= Supplied data =
---*---

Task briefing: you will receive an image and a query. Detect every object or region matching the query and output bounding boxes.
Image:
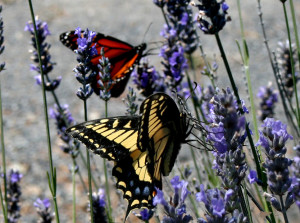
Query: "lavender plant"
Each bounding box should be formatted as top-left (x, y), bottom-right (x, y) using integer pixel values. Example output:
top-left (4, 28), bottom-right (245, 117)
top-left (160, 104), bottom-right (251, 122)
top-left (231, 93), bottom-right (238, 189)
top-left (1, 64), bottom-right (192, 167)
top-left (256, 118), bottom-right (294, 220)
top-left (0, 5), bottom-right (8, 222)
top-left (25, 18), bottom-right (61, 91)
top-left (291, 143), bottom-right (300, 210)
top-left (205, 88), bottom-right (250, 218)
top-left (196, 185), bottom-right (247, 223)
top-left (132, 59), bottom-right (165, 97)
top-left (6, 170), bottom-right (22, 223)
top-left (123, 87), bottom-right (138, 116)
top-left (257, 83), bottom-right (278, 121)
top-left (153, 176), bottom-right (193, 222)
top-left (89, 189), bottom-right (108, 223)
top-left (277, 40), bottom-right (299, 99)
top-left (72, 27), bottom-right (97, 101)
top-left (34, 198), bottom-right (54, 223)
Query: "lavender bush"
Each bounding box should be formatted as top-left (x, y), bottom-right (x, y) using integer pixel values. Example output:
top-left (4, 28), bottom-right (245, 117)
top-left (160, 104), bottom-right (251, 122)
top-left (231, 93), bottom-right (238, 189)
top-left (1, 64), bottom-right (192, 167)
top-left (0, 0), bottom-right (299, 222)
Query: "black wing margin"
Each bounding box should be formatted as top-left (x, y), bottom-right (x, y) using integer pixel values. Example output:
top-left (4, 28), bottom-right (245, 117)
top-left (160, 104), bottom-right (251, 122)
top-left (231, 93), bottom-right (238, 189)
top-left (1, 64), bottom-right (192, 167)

---*---

= Exercise brief =
Would you report every line of the entries above containing the word "lavender"?

= Answer box =
Query: "lavender plant"
Query: "lavender bush"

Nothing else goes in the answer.